“Proteger a los productores menos eficientes no tiene sentido ni a nivel doméstico ni a nivel internacional.”
T. Sowell – Basics Economics, 2000

¿Salvar un empleo significa salvar la economía? Es frecuente que los políticos tomen medidas para conservar determinados empleos. Pero, ¿realmente lo consiguen? ¿O es al revés, perjudican gravemente a la población en su conjunto? Hoy revisamos la falacia de la composición que subyace a ese pensamiento emotivo y de buena voluntad de la mano de Thomas Sowell en un nuevo episodio de esta serie sobre su obra Economía básica.
A menudo se piensa que las condiciones económicas de un individuo son aplicables al resto, o, de forma más general, que el entorno que resulta beneficioso para una parte de la economía se puede extrapolar a otros sectores o incluso a todo el conjunto. Es decir, en esencia, se tiende a pensar que lo que beneficia a una parte no perjudica a otras, y por tanto el conjunto resulta beneficiado. Sin embargo, ese razonamiento no es lógico, en tanto que las condiciones que benefician a una parte de la economía no son inocuas para el resto. A este argumento ilógico Sowell lo denomina falacia de la composición.
Con demasiada frecuencia, las decisiones políticas se apoyan en esa idea para imponer medidas correctoras de la economía que satisfagan a una parte de sus posibles electores, aun a costa de perjudicar al resto. O, más bien, conscientes de que la mayoría aceptará las medidas si la falacia de la composición se difunde de manera convincente.

Datos disponibles:
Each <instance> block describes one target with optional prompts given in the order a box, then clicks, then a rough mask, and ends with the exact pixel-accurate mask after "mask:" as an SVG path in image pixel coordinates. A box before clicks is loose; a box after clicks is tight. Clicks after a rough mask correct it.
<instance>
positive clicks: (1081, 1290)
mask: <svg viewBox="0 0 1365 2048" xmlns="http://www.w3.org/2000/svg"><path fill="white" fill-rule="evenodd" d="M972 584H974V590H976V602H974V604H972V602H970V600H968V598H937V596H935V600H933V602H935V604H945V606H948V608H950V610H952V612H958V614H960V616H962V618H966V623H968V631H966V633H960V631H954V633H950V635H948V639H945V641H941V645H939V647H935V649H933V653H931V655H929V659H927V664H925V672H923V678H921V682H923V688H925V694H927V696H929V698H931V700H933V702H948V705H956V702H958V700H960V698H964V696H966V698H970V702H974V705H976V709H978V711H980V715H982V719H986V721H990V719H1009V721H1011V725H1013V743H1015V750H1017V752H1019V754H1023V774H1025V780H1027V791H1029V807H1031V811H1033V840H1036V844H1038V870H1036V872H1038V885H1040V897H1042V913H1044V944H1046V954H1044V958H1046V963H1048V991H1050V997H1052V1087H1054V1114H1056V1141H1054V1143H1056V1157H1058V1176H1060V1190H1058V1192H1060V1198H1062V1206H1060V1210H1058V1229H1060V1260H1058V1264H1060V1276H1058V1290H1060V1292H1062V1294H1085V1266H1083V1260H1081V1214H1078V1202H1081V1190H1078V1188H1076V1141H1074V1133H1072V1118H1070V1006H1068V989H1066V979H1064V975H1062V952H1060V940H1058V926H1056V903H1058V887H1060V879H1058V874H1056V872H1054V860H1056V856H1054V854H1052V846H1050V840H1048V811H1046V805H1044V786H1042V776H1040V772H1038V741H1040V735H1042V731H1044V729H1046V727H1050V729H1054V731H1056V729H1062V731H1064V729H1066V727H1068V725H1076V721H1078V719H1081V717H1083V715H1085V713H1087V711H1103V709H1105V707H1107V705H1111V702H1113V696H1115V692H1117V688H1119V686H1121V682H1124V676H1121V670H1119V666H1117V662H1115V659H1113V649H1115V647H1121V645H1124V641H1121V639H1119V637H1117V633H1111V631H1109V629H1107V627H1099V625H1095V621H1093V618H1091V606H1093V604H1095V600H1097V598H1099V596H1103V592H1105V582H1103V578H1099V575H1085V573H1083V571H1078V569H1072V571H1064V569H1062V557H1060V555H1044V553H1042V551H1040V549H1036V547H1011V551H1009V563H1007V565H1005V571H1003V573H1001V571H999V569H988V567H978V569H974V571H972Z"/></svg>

Consigna A: Copia del fragmento sobre la falacia de la composición el tramo que va de "A menudo se" a "de la composición." y cambia "inocuas" por "indiferentes".
Consigna B: Enumera todas las oraciones interrogativas del fragmento sobre la falacia de la composición.
Consigna C:
Contesta estas preguntas a partir del fragmento sobre la falacia de la composición:
(i) ¿De qué año es la cita de T. Sowell?
(ii) ¿Qué nombre da Sowell al argumento ilógico?
(iii) ¿A quiénes buscan satisfacer las medidas correctoras que imponen las decisiones políticas?

Resultado A:
A menudo se piensa que las condiciones económicas de un individuo son aplicables al resto, o, de forma más general, que el entorno que resulta beneficioso para una parte de la economía se puede extrapolar a otros sectores o incluso a todo el conjunto. Es decir, en esencia, se tiende a pensar que lo que beneficia a una parte no perjudica a otras, y por tanto el conjunto resulta beneficiado. Sin embargo, ese razonamiento no es lógico, en tanto que las condiciones que benefician a una parte de la economía no son indiferentes para el resto. A este argumento ilógico Sowell lo denomina falacia de la composición.

Resultado B:
¿Salvar un empleo significa salvar la economía?
Pero, ¿realmente lo consiguen?
¿O es al revés, perjudican gravemente a la población en su conjunto?

Resultado C:
(i) 2000.
(ii) Falacia de la composición.
(iii) A una parte de sus posibles electores.